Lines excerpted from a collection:
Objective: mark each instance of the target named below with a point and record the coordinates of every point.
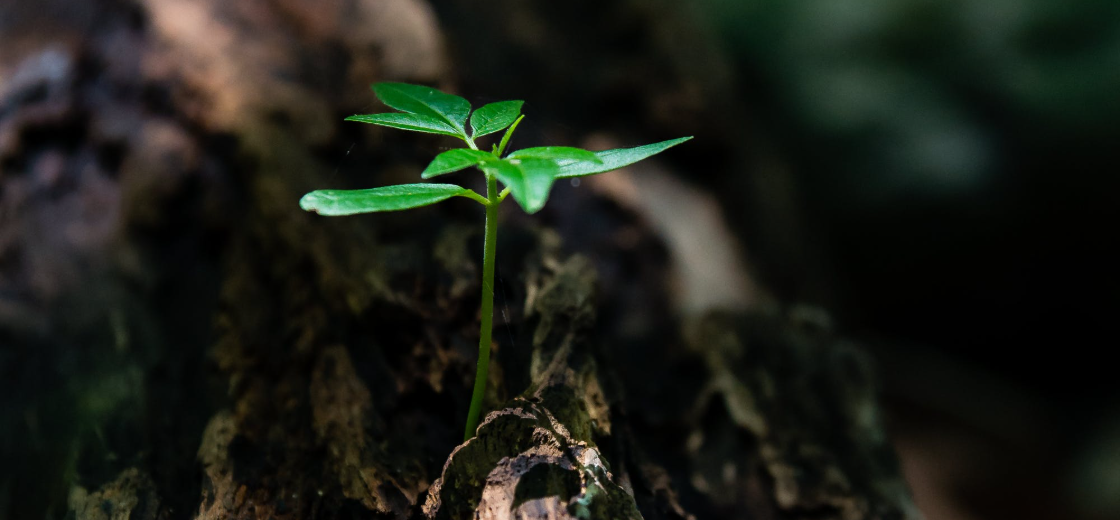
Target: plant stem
(490, 250)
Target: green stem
(490, 250)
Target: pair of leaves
(529, 173)
(427, 110)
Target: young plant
(526, 174)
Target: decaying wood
(336, 378)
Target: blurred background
(939, 177)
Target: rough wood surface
(186, 343)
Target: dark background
(940, 176)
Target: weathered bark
(336, 377)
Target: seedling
(526, 174)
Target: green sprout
(526, 174)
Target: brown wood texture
(183, 342)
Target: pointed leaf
(614, 159)
(529, 179)
(425, 101)
(403, 196)
(414, 122)
(556, 152)
(493, 118)
(454, 160)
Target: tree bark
(184, 342)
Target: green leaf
(425, 101)
(614, 159)
(529, 179)
(403, 196)
(494, 117)
(403, 121)
(556, 152)
(454, 160)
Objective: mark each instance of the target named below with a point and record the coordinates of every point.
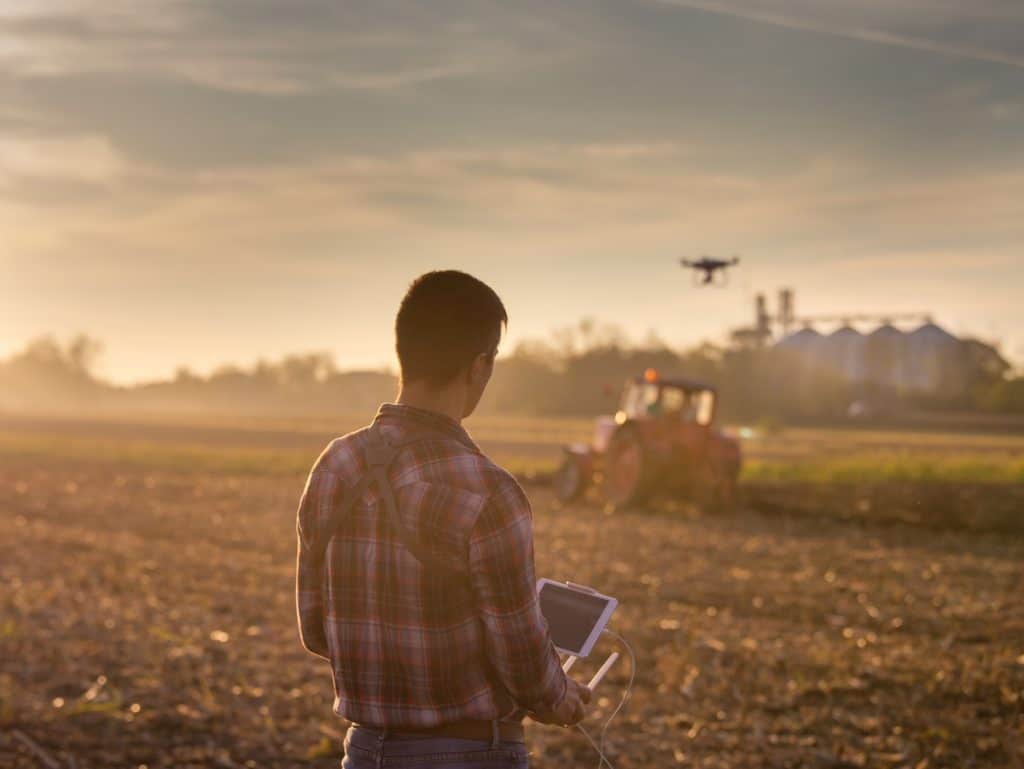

Set task:
Can you put the lines above into a numbered list, leaving out blank lines and the pictures?

Task solution:
1. Objective: mark each instance of the target named below with a point and record the coordinates of every point.
2. Target: plant stem
3. (490, 250)
4. Target: green stem
5. (490, 250)
6. Target: pair of leaves
7. (529, 173)
8. (427, 110)
9. Target: young plant
10. (526, 174)
11. Target: decaying wood
12. (336, 378)
13. Target: blurred background
14. (939, 177)
15. Target: rough wood surface
16. (186, 343)
17. Target: dark background
18. (940, 176)
19. Target: weathered bark
20. (336, 377)
21. Target: seedling
22. (526, 174)
23. Target: green sprout
24. (526, 174)
25. Target: brown wood texture
26. (183, 342)
27. Target: pointed leaf
28. (614, 159)
29. (529, 179)
30. (425, 101)
31. (403, 196)
32. (414, 122)
33. (556, 152)
34. (493, 118)
35. (454, 160)
36. Target: tree bark
37. (184, 342)
38. Target: green leaf
39. (425, 101)
40. (614, 159)
41. (529, 179)
42. (403, 196)
43. (494, 117)
44. (403, 121)
45. (556, 152)
46. (454, 160)
47. Objective: mark each instance of the target named below with a point and record the coordinates of every point.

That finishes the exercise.